- _Directions for this task_
Among the entries below, find the line with "For every instance of the drummer", then quote it and each following line up to and including the line with "For every instance of the gold chevron", and nothing else.

[Dataset entries]
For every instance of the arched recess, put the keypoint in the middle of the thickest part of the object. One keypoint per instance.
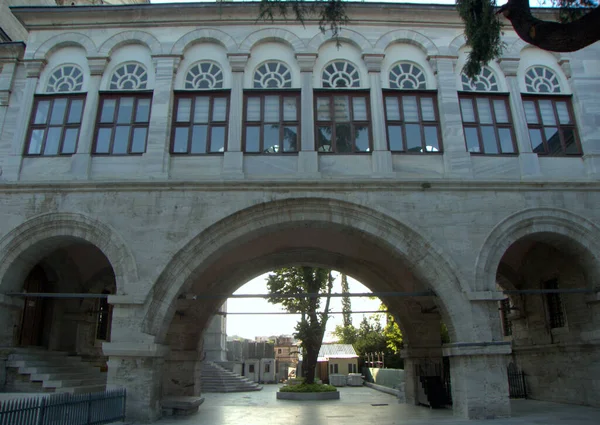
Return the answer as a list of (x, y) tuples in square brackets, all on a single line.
[(422, 258), (273, 34), (25, 245), (130, 37), (407, 36), (64, 40), (352, 37), (557, 226), (201, 35)]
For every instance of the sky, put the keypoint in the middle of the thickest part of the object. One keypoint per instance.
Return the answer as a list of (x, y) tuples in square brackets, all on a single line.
[(251, 326)]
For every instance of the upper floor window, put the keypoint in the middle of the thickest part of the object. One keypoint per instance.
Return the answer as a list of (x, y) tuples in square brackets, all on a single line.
[(204, 75)]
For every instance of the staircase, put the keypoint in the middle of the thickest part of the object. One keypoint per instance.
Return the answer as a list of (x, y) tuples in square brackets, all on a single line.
[(216, 379), (57, 371)]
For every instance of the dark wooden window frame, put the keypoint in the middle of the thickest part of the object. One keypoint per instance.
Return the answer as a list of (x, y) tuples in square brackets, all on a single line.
[(331, 123), (477, 124), (118, 95), (46, 126), (262, 93), (211, 94), (554, 98), (419, 94)]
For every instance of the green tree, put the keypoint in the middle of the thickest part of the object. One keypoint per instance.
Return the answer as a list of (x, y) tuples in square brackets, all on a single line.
[(577, 24), (299, 290)]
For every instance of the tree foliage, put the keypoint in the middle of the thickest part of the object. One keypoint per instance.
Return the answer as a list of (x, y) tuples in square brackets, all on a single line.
[(295, 283)]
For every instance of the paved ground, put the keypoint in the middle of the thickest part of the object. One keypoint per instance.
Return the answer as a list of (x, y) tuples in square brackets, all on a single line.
[(363, 406)]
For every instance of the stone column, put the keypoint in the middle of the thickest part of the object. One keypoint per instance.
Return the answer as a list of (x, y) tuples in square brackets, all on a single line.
[(529, 162), (156, 158), (233, 160), (381, 158), (82, 159), (457, 161), (308, 159), (479, 381)]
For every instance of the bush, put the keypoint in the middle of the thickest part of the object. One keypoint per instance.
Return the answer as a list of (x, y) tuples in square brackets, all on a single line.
[(308, 388)]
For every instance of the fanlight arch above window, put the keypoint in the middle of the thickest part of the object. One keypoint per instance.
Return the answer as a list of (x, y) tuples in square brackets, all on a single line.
[(204, 75), (539, 79), (65, 79), (486, 81), (129, 76), (340, 74), (272, 75), (407, 76)]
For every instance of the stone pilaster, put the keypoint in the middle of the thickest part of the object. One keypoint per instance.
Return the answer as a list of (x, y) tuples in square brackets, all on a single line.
[(457, 161), (82, 160), (381, 157), (233, 161), (529, 162)]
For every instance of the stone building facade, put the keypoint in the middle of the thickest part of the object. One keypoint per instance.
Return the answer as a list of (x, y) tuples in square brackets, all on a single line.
[(166, 154)]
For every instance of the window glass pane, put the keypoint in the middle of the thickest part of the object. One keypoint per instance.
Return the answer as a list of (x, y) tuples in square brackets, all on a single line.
[(413, 138), (142, 113), (359, 108), (484, 111), (392, 109), (199, 134), (220, 109), (432, 143), (563, 113), (41, 113), (500, 111), (506, 142), (138, 145), (52, 141), (290, 139), (547, 112), (395, 137), (58, 111), (108, 110), (466, 108), (570, 142), (201, 109), (362, 138), (35, 142), (70, 141), (472, 138), (181, 138), (341, 108), (121, 139), (125, 110), (488, 135), (75, 111), (343, 138), (271, 109), (323, 113), (217, 139), (409, 106), (253, 111), (252, 139), (290, 109), (530, 112), (324, 139), (184, 108), (535, 137), (427, 110)]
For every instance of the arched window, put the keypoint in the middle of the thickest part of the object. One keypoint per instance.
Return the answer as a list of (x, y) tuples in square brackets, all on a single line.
[(539, 79), (340, 74), (204, 75), (129, 76), (407, 76), (65, 79), (272, 75)]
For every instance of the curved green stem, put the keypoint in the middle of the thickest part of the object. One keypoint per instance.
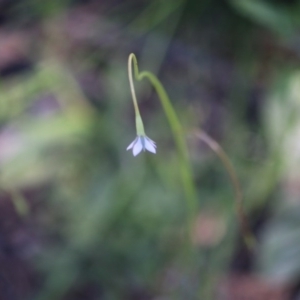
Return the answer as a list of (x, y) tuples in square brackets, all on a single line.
[(185, 167), (247, 234)]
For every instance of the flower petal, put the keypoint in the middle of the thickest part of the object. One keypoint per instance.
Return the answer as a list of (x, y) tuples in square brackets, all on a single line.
[(137, 148), (150, 146), (151, 142), (132, 144)]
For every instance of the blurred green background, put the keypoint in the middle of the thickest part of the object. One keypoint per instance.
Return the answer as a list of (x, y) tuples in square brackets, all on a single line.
[(80, 217)]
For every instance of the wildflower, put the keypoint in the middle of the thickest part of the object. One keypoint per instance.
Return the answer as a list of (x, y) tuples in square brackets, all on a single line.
[(142, 142)]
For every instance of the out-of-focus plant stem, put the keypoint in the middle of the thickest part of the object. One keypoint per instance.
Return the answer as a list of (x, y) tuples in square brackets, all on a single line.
[(248, 236), (185, 167)]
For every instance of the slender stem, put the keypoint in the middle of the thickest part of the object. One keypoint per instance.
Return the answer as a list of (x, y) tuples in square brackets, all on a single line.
[(248, 236), (185, 167), (138, 120)]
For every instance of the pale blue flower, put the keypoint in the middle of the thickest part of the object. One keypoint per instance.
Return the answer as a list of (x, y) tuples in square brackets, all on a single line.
[(140, 143)]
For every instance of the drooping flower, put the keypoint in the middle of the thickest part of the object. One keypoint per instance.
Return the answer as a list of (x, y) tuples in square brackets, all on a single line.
[(142, 142)]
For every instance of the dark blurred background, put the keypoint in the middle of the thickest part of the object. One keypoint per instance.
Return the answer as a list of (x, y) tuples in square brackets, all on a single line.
[(80, 217)]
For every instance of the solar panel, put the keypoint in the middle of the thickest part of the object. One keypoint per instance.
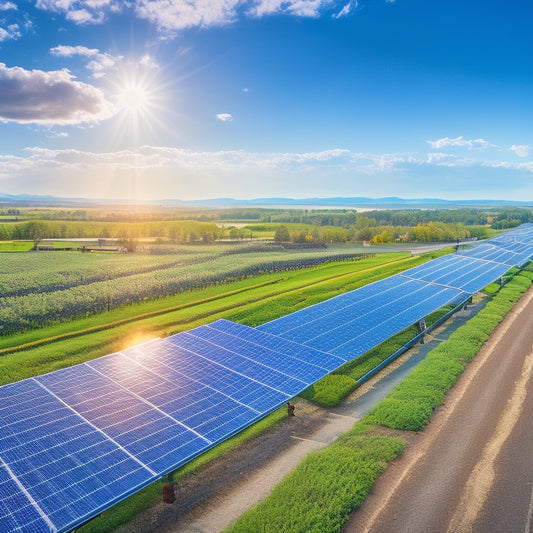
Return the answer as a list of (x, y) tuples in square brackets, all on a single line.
[(76, 441)]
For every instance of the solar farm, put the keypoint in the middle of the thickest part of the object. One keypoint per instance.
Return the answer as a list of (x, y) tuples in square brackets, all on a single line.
[(76, 441)]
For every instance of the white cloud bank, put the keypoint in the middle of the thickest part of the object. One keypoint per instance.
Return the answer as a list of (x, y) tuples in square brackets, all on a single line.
[(479, 144), (521, 150), (36, 96), (170, 16), (155, 172), (98, 62)]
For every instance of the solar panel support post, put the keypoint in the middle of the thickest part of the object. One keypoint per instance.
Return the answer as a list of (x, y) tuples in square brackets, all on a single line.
[(405, 347)]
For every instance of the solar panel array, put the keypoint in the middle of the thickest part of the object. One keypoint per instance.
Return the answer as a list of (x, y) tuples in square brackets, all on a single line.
[(76, 441), (353, 323)]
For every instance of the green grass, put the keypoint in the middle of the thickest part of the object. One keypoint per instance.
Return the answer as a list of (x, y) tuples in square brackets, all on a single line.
[(410, 405), (319, 495), (15, 246), (251, 301), (270, 296), (332, 389)]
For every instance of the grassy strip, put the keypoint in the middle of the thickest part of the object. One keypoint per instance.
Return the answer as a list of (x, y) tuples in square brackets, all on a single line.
[(288, 281), (81, 348), (88, 345), (326, 487), (410, 405), (120, 322), (321, 492), (16, 246), (333, 388), (151, 495)]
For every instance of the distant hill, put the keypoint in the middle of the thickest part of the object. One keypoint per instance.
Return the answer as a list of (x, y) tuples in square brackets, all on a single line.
[(392, 202)]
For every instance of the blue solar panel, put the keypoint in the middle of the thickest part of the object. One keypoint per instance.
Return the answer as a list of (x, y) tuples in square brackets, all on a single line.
[(76, 441), (63, 465)]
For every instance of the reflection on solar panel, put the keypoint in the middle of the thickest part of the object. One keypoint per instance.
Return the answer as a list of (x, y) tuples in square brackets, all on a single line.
[(76, 441), (353, 323)]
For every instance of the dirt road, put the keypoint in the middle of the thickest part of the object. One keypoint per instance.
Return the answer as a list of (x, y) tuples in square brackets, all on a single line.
[(471, 470), (218, 493)]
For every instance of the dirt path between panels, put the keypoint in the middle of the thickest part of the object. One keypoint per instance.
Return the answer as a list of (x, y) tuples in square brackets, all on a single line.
[(214, 497)]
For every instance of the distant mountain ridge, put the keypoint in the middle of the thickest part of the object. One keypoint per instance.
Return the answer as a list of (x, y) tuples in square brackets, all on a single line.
[(391, 202)]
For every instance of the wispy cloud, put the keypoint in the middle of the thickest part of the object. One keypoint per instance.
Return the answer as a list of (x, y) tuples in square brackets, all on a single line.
[(36, 96), (170, 16), (346, 10), (10, 32), (165, 172), (82, 11), (224, 117), (521, 150), (471, 144), (98, 62)]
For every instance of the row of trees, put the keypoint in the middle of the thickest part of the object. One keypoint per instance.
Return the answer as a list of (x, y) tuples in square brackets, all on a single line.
[(432, 232), (177, 231)]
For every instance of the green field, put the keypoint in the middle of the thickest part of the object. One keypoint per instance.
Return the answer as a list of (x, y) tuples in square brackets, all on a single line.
[(15, 246), (251, 301)]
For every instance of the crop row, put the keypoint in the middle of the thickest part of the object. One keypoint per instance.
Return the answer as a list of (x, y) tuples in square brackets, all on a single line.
[(39, 309), (38, 272)]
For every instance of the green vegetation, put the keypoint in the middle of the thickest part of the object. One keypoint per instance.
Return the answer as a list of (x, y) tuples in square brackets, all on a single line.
[(261, 298), (332, 389), (326, 487), (321, 492), (410, 405), (42, 288), (15, 246)]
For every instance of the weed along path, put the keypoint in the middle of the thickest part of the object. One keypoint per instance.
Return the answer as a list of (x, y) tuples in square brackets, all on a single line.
[(216, 495), (471, 469)]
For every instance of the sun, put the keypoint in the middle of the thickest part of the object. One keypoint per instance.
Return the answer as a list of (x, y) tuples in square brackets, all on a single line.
[(134, 98)]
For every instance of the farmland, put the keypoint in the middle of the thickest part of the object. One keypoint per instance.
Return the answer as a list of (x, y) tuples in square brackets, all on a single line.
[(251, 300), (42, 288)]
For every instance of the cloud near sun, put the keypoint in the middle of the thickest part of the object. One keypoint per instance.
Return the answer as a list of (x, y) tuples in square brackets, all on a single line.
[(173, 15), (53, 97)]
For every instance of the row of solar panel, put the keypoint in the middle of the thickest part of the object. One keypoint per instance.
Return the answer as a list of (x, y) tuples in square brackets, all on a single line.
[(77, 440)]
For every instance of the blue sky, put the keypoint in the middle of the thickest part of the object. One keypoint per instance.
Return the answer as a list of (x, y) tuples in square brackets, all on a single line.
[(153, 99)]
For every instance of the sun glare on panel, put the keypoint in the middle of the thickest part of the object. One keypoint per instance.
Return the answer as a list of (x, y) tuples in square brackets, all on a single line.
[(136, 338)]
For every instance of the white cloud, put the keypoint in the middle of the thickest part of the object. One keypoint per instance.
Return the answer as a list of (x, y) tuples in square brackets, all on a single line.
[(301, 8), (225, 117), (346, 10), (480, 144), (52, 97), (100, 63), (148, 62), (172, 15), (521, 150), (11, 32), (154, 172), (82, 11)]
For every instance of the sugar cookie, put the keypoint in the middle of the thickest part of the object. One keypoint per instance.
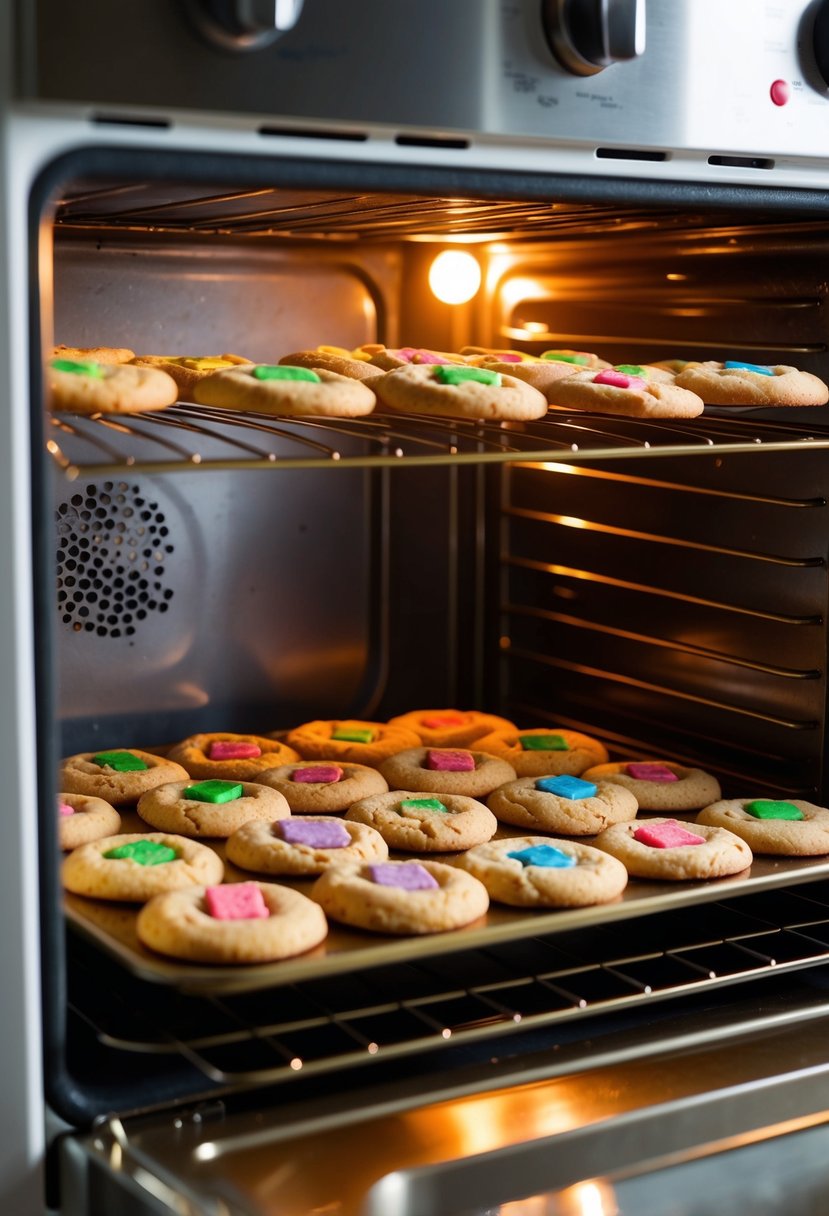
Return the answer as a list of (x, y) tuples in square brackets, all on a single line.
[(350, 739), (235, 923), (303, 845), (212, 808), (119, 776), (343, 364), (401, 896), (283, 390), (189, 370), (135, 866), (543, 872), (227, 755), (541, 750), (784, 828), (659, 784), (665, 849), (738, 383), (562, 804), (450, 727), (84, 386), (320, 787), (612, 392), (416, 821), (446, 771), (460, 392), (83, 818)]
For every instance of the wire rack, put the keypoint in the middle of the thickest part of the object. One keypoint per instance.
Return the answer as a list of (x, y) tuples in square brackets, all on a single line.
[(407, 1008), (191, 437)]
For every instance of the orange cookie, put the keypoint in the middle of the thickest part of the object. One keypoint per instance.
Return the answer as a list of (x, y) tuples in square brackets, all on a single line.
[(542, 750), (450, 727), (368, 743)]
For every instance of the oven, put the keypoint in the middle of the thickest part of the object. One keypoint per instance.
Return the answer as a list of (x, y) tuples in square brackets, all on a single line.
[(208, 176)]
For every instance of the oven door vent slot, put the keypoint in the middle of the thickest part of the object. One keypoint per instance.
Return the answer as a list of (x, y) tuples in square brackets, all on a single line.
[(742, 162)]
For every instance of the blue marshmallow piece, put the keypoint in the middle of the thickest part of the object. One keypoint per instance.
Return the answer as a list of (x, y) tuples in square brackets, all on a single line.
[(545, 855), (567, 787), (749, 367)]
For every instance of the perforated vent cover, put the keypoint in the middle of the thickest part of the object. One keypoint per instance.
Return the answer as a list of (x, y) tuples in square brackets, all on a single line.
[(112, 545)]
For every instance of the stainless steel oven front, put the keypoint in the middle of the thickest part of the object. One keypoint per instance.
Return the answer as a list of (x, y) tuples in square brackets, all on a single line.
[(266, 178)]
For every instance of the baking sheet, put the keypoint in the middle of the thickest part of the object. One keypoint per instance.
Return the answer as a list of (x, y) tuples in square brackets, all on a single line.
[(112, 925)]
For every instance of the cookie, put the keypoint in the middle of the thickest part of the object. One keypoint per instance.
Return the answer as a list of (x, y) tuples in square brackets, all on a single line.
[(97, 354), (738, 383), (460, 392), (446, 771), (82, 818), (562, 804), (233, 923), (401, 896), (136, 866), (612, 392), (344, 364), (189, 370), (314, 787), (790, 828), (230, 756), (212, 808), (450, 727), (542, 750), (303, 845), (83, 386), (423, 822), (546, 873), (119, 776), (287, 392), (665, 849), (541, 373), (350, 739), (659, 784), (389, 359), (576, 359)]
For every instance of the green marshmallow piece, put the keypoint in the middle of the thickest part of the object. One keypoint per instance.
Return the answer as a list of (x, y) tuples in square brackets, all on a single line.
[(266, 371), (78, 367), (145, 853), (543, 743), (449, 373), (423, 804), (556, 358), (767, 809), (122, 761), (213, 792), (355, 736)]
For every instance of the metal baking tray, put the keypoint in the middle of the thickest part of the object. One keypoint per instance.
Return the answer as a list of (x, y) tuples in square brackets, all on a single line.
[(112, 925)]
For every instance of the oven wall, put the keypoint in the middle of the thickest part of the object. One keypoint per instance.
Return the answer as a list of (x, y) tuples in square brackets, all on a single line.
[(672, 604)]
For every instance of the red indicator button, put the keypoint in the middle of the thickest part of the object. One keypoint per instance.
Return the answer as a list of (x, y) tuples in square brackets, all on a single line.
[(779, 93)]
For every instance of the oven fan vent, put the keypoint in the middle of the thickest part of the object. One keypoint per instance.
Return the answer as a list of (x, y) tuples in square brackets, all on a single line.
[(111, 553)]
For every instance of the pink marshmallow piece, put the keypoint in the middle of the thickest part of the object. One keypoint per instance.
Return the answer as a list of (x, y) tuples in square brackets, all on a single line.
[(317, 773), (447, 760), (669, 834), (236, 901), (229, 749), (646, 771), (618, 380)]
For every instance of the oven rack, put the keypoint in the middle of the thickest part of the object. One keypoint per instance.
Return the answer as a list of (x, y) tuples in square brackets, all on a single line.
[(546, 983), (190, 437)]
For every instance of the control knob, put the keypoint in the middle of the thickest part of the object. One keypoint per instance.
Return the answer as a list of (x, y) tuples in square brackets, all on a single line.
[(588, 35), (244, 24)]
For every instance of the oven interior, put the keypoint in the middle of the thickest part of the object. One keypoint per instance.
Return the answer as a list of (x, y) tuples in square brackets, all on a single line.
[(661, 585)]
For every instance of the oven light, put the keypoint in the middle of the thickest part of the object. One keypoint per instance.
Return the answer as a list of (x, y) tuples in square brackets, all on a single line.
[(455, 276)]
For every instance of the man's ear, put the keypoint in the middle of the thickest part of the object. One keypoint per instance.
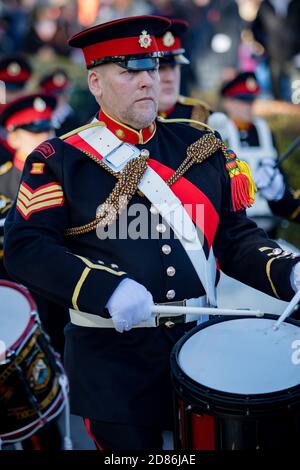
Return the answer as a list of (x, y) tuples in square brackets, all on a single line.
[(95, 83), (12, 139)]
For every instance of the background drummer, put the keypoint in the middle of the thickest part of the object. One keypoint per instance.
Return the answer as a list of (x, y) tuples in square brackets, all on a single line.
[(249, 136), (28, 122)]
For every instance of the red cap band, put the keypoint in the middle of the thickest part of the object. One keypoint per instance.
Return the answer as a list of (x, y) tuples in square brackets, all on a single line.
[(117, 47)]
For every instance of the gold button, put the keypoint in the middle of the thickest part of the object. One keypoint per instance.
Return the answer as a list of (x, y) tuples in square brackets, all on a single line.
[(166, 249), (171, 294), (120, 133), (171, 271)]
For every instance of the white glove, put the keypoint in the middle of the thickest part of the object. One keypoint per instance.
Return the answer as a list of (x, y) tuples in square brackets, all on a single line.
[(295, 277), (269, 180), (130, 304)]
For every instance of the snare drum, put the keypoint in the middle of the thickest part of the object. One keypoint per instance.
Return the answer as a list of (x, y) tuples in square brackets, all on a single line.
[(30, 393), (237, 385)]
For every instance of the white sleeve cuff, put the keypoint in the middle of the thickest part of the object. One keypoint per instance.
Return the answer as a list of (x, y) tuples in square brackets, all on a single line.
[(295, 277)]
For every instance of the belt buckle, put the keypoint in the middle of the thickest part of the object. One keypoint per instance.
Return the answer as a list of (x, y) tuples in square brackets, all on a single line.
[(170, 321)]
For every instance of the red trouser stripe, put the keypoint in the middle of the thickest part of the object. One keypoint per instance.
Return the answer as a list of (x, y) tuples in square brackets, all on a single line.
[(186, 191), (87, 423)]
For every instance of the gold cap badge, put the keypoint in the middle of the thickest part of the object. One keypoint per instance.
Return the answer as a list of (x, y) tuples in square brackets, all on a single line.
[(59, 79), (39, 105), (145, 39)]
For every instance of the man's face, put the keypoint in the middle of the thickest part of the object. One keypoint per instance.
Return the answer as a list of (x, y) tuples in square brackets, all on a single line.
[(128, 97), (24, 142), (238, 110), (169, 86)]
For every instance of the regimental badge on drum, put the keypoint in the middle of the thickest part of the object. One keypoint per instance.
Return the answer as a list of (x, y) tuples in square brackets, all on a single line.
[(145, 39), (39, 373)]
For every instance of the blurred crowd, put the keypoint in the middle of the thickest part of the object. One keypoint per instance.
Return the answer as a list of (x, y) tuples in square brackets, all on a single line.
[(225, 36)]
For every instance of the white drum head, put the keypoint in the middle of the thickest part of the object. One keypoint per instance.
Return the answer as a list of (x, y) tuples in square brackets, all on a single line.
[(15, 313), (244, 356)]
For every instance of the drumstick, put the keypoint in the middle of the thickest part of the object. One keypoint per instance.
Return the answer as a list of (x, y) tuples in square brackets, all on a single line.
[(166, 310), (295, 300), (288, 151)]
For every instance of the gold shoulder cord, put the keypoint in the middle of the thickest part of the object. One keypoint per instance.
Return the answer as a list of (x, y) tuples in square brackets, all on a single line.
[(130, 177)]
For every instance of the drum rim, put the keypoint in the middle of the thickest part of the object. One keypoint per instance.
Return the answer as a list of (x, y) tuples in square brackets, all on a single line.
[(224, 401), (32, 316)]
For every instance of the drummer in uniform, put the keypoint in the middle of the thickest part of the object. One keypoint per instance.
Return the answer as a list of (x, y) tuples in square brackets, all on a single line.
[(72, 248), (250, 137), (15, 74), (28, 122), (171, 104)]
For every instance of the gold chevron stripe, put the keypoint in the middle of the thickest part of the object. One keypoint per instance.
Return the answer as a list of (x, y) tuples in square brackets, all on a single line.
[(45, 197), (78, 287), (101, 267), (39, 206), (38, 192)]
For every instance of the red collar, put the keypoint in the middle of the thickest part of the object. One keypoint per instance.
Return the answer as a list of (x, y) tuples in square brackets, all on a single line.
[(126, 133), (167, 112), (243, 125), (18, 163)]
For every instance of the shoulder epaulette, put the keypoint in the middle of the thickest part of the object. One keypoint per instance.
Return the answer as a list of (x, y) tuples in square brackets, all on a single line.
[(5, 168), (82, 128), (296, 194)]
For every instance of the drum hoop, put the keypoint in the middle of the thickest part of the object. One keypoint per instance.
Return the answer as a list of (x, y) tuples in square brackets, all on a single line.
[(33, 316), (220, 401), (55, 409)]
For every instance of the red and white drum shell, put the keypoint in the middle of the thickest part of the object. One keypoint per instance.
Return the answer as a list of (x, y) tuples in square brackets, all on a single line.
[(30, 393)]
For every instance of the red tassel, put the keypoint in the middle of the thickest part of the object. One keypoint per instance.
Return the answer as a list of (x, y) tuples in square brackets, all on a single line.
[(242, 184), (240, 189)]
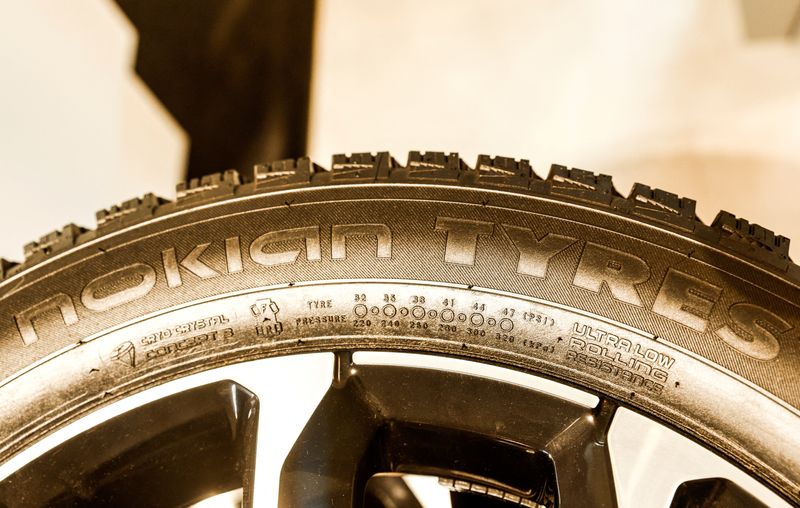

- _Result of the exercise_
For every instance of the drummer in uniform, put the keypoint in the middle of the thickest part of the object. One keypoint per instance.
Return the answer as a list of (x, y) tuples in square brackets, all on a single line.
[(72, 248), (250, 137), (15, 74), (28, 122), (171, 104)]
For every instance of the gold chevron stripe, put the keypoint in the middle of the thickest part of the object. One keypoint per instance.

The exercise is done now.